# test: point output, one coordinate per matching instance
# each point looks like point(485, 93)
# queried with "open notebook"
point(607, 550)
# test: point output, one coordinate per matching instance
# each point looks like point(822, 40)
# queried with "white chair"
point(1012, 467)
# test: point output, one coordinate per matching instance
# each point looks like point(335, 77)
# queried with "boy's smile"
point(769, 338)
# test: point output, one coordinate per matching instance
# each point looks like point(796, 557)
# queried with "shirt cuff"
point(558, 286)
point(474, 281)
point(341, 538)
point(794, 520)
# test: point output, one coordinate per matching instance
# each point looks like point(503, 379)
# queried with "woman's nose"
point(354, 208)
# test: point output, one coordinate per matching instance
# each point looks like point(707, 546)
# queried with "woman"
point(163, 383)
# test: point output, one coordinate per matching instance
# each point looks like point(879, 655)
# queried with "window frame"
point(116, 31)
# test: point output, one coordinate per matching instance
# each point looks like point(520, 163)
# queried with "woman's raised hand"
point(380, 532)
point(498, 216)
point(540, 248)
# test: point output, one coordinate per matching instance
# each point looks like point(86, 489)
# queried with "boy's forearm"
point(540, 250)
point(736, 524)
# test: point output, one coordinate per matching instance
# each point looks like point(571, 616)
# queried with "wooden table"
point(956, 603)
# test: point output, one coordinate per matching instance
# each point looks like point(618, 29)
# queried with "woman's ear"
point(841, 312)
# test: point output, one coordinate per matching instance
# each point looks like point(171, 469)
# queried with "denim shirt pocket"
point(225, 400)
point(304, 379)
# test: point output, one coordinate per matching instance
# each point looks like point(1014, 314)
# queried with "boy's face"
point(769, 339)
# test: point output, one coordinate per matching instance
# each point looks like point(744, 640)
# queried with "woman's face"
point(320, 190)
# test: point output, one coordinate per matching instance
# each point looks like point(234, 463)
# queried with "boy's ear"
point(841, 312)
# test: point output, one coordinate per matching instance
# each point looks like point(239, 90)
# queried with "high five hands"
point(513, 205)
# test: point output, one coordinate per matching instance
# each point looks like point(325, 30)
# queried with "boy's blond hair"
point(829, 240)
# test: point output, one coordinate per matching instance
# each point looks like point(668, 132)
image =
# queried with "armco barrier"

═══

List each line in the data above that includes the word "shirt".

• [THE RESULT]:
# queried with "shirt cuff"
# queried with "denim shirt pocket"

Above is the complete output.